State how many lines in these records contain the word "stone", and nothing else.
[EXERCISE MATERIALS Boundary: Start]
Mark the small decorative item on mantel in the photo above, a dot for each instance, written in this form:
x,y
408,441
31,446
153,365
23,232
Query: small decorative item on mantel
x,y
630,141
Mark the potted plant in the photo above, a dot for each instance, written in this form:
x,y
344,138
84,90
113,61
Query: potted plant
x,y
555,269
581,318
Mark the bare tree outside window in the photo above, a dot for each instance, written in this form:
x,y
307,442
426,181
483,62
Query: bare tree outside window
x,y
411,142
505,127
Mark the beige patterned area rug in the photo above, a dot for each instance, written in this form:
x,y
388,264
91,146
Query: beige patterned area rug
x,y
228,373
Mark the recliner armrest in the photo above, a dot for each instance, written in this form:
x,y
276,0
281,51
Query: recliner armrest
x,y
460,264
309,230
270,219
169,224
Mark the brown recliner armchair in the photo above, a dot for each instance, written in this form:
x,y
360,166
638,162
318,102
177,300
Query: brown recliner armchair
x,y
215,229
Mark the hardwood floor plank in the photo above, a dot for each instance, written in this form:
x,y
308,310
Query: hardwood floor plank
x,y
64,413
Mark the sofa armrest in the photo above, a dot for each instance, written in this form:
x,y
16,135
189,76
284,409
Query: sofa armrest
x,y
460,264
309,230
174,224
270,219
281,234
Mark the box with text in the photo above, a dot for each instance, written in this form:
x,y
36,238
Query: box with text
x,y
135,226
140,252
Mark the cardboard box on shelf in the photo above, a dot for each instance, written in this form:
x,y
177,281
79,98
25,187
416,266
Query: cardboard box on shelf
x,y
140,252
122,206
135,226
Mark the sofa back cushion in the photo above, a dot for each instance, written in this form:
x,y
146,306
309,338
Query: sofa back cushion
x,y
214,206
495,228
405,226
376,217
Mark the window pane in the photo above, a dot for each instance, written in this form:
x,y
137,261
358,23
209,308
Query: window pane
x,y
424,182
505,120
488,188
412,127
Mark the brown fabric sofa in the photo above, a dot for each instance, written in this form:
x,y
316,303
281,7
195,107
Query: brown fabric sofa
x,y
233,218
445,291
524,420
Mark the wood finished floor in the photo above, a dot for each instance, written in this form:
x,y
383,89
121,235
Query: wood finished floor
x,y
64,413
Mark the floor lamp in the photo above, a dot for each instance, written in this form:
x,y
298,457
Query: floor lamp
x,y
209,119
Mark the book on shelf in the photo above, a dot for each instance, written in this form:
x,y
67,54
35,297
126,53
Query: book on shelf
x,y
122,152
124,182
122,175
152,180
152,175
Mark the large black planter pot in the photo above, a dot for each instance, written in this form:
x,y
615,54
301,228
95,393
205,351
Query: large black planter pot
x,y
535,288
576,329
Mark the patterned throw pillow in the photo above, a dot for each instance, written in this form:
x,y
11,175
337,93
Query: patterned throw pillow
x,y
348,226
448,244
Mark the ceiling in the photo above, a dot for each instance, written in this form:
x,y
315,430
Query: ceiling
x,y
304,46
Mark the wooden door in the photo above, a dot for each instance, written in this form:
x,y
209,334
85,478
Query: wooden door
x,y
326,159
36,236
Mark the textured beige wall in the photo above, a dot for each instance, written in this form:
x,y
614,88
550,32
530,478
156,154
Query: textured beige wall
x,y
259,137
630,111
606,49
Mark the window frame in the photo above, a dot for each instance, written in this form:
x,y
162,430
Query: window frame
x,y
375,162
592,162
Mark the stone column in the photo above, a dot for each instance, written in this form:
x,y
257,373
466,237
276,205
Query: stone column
[EXERCISE MATERIALS Boundary: End]
▶ _EXERCISE OUTPUT_
2